WORK TASK:
Everything in the listing should be restated word for word.

PROVIDED RECORDS:
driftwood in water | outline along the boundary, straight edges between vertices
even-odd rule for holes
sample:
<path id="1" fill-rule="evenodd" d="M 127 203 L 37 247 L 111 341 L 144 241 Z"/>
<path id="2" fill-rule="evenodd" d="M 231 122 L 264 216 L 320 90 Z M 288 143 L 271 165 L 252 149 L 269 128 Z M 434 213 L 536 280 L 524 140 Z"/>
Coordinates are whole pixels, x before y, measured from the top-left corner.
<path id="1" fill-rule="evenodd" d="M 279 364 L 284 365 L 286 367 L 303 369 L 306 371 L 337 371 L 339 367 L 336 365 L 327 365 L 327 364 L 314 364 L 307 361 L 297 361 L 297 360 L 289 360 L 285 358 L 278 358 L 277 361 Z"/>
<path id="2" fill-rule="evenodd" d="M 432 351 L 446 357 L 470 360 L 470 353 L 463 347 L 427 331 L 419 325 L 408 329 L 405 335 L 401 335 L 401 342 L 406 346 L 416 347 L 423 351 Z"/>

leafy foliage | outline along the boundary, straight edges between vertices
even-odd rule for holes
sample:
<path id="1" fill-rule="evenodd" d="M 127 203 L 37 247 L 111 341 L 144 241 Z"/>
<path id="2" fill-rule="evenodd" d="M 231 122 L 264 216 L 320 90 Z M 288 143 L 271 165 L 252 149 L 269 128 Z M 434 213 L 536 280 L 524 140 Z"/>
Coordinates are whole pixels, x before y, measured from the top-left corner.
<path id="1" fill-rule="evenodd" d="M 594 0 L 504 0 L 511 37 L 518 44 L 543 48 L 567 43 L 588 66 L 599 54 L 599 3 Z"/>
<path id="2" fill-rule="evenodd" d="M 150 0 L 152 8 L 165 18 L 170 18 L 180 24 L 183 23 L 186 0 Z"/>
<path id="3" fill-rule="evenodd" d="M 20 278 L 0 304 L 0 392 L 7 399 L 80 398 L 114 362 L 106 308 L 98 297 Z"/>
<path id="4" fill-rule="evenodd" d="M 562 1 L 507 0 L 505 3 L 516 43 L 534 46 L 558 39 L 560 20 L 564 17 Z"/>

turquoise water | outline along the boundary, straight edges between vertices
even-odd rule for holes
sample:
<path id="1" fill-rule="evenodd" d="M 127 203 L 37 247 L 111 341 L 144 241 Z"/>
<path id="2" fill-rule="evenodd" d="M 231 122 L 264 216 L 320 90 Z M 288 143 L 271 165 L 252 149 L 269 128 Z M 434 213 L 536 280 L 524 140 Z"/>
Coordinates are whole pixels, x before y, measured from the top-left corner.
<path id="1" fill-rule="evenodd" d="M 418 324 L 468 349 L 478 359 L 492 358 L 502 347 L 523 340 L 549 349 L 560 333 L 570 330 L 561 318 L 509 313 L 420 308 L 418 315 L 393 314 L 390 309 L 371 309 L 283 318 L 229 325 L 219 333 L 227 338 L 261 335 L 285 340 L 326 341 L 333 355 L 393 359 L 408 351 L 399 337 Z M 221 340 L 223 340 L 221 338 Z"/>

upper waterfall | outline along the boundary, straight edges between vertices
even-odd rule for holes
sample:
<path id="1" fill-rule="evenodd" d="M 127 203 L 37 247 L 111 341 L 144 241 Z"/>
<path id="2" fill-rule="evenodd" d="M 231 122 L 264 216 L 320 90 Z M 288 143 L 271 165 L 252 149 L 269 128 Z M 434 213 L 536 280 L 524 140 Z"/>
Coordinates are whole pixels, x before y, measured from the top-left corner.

TASK RESPONSE:
driftwood in water | outline along the boundary, straight edges between vertices
even-odd rule for holes
sample:
<path id="1" fill-rule="evenodd" d="M 127 203 L 37 247 L 111 341 L 144 241 Z"/>
<path id="2" fill-rule="evenodd" d="M 231 122 L 264 216 L 320 90 Z M 288 143 L 271 165 L 252 149 L 269 128 Z M 434 213 L 536 280 L 524 140 Z"/>
Coordinates are whole pixels, x before y, measured from the top-left corner.
<path id="1" fill-rule="evenodd" d="M 279 364 L 284 365 L 286 367 L 303 369 L 306 371 L 337 371 L 339 367 L 336 365 L 327 365 L 327 364 L 314 364 L 307 361 L 297 361 L 297 360 L 289 360 L 285 358 L 278 358 L 277 361 Z"/>
<path id="2" fill-rule="evenodd" d="M 432 351 L 446 357 L 470 360 L 470 353 L 463 347 L 427 331 L 419 325 L 408 329 L 405 335 L 401 335 L 401 342 L 406 346 L 416 347 L 423 351 Z"/>

leafy foliage | outline along the boundary, straight edges between vertices
even-odd rule for holes
sample:
<path id="1" fill-rule="evenodd" d="M 127 203 L 37 247 L 111 341 L 144 241 Z"/>
<path id="2" fill-rule="evenodd" d="M 231 122 L 264 216 L 320 90 Z M 288 143 L 271 165 L 252 149 L 269 128 Z M 434 213 L 536 280 L 524 140 Z"/>
Coordinates are whole pixels, x before y, measured from the top-left corner.
<path id="1" fill-rule="evenodd" d="M 594 0 L 504 0 L 511 37 L 518 44 L 543 48 L 567 43 L 588 66 L 599 54 L 599 3 Z"/>
<path id="2" fill-rule="evenodd" d="M 150 0 L 152 8 L 165 18 L 170 18 L 180 24 L 183 23 L 186 0 Z"/>
<path id="3" fill-rule="evenodd" d="M 20 278 L 0 304 L 0 392 L 7 399 L 80 398 L 114 362 L 106 308 L 98 297 Z"/>
<path id="4" fill-rule="evenodd" d="M 562 1 L 507 0 L 505 3 L 516 43 L 534 46 L 558 39 L 560 20 L 564 17 Z"/>

turquoise water | outline along the boundary, straight edges between vertices
even-odd rule for holes
sample:
<path id="1" fill-rule="evenodd" d="M 127 203 L 37 247 L 111 341 L 144 241 Z"/>
<path id="2" fill-rule="evenodd" d="M 231 122 L 264 216 L 320 90 Z M 288 143 L 271 165 L 252 149 L 269 128 Z M 434 213 L 536 280 L 524 140 Z"/>
Coordinates are whole pixels, x before y, measured from the top-left corner.
<path id="1" fill-rule="evenodd" d="M 418 324 L 468 349 L 478 359 L 492 358 L 502 347 L 523 340 L 549 349 L 560 333 L 570 330 L 561 318 L 509 313 L 420 308 L 418 315 L 393 314 L 390 309 L 371 309 L 283 318 L 229 325 L 219 333 L 227 338 L 261 335 L 285 340 L 326 341 L 333 355 L 393 359 L 408 351 L 399 337 Z M 221 340 L 223 340 L 221 338 Z"/>

upper waterfall | outline along the boundary, straight edges between vertices
even-odd rule for holes
sample:
<path id="1" fill-rule="evenodd" d="M 127 203 L 37 247 L 111 341 L 144 241 Z"/>
<path id="2" fill-rule="evenodd" d="M 231 122 L 264 216 L 320 90 Z M 288 143 L 271 165 L 252 149 L 269 128 Z M 434 213 L 536 280 L 524 140 Z"/>
Coordinates are whole pixels, x before y, measured from the top-left corner.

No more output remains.